PROVIDED RECORDS below:

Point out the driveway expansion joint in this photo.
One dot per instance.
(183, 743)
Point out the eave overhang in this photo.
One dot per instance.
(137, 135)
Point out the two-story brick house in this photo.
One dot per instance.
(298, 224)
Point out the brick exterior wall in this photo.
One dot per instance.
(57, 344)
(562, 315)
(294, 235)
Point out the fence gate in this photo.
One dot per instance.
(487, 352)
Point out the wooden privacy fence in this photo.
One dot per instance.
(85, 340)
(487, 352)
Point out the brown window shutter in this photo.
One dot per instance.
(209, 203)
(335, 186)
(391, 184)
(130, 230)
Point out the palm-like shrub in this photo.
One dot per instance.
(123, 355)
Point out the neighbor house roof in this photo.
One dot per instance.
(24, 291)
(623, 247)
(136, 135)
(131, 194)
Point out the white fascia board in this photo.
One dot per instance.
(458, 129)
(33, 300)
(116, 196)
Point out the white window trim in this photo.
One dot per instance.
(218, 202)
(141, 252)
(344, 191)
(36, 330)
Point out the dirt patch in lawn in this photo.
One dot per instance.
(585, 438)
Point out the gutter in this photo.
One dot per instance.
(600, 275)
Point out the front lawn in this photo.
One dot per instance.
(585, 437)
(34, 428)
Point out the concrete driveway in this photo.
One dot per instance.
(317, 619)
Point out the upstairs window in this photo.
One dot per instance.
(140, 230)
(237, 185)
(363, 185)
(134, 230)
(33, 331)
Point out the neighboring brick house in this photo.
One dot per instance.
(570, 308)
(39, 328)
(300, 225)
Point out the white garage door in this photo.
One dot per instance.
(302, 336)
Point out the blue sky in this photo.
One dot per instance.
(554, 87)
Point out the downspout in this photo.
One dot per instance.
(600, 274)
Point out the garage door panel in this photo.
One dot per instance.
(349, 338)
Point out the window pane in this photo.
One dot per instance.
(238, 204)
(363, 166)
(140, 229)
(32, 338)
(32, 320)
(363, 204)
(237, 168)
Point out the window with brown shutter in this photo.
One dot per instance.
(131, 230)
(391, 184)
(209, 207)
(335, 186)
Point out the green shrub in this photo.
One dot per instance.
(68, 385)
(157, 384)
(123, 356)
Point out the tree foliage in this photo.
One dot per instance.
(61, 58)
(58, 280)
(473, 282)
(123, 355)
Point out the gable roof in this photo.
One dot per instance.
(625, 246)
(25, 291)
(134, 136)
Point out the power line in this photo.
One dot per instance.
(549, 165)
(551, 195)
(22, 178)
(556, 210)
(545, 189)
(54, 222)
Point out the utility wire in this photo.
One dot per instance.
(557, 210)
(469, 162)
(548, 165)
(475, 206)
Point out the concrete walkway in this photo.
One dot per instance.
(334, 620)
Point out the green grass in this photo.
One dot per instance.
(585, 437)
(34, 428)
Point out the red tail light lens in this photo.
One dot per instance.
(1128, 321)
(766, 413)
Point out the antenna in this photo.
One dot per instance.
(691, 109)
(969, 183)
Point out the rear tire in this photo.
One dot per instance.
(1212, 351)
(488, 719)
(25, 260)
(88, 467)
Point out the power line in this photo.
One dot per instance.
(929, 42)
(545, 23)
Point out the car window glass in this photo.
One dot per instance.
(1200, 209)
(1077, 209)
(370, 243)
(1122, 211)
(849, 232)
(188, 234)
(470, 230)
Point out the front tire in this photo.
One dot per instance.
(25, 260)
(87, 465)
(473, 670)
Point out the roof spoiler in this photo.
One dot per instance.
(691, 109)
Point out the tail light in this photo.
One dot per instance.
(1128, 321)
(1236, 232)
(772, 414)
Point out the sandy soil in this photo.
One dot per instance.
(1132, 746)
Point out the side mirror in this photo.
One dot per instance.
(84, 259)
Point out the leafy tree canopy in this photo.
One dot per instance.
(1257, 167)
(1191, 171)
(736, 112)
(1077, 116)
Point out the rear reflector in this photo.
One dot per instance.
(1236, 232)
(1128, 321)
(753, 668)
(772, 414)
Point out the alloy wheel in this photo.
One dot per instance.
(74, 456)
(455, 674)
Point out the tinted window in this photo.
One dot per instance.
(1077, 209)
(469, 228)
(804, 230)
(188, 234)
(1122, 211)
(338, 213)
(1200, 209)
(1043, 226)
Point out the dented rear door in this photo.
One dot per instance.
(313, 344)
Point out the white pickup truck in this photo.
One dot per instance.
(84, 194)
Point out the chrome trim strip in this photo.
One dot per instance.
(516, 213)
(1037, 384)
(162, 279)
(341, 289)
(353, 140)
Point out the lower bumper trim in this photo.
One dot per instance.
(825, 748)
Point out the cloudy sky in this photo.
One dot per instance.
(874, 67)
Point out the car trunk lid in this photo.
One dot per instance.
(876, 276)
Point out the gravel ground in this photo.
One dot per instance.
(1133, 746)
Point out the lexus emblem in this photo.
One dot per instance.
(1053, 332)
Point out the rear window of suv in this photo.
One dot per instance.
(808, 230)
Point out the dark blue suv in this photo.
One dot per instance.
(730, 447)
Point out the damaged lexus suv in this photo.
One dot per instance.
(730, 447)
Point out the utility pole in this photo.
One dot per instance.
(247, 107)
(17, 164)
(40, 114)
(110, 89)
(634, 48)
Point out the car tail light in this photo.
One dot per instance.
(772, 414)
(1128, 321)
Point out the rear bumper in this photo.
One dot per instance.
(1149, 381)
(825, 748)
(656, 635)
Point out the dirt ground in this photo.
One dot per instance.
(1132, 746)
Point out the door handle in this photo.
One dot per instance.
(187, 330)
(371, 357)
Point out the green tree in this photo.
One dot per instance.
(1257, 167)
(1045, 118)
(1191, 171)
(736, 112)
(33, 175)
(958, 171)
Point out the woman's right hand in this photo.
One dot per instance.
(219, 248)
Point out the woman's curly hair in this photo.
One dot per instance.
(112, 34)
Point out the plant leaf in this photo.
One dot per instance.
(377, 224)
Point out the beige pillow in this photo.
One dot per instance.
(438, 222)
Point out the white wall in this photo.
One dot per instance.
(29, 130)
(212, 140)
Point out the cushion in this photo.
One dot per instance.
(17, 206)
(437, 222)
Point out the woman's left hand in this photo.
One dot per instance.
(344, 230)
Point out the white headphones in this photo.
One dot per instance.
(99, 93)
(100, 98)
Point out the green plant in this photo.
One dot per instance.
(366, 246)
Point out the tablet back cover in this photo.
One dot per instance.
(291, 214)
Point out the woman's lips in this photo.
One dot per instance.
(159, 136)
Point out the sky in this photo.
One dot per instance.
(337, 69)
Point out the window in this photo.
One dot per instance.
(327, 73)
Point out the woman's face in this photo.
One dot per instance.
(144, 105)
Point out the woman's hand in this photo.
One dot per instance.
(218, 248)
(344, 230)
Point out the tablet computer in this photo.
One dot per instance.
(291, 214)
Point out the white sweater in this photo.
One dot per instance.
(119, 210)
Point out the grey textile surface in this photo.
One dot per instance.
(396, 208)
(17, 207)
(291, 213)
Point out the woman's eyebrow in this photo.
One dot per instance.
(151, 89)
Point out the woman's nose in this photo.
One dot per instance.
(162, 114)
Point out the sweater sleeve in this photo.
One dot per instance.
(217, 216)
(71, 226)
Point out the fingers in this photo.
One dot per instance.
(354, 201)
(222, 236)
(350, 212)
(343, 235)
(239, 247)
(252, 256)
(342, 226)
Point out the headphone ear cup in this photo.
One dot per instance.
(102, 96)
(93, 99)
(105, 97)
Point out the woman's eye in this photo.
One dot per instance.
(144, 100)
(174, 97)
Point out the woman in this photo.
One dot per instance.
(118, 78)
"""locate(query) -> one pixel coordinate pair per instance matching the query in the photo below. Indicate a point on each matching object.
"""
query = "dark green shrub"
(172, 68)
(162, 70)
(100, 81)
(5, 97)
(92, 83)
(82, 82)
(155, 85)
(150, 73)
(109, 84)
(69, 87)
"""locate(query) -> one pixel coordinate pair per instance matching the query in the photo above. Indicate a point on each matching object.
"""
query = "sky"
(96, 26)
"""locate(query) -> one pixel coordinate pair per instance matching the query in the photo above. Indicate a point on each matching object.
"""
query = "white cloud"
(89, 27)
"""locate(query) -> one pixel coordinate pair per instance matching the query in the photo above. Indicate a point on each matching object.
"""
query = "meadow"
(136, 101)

End of PROVIDED RECORDS.

__WHAT IS BEING ASKED__:
Beginning at the line with "Point out the lexus emblem in this photo." and ending at the line with "Point out the utility pole in this photo.", reproduce each line of the data above exactly, and add no other lines.

__SOLUTION__:
Point out the lexus emblem in this photo.
One dot per instance.
(1053, 332)
Point out the rear window of suv in this photo.
One dot per instance.
(808, 230)
Point out the dark blue suv in this photo.
One dot per instance.
(730, 447)
Point out the damaged lexus suv in this photo.
One dot per instance.
(730, 447)
Point out the utility pole in this photo.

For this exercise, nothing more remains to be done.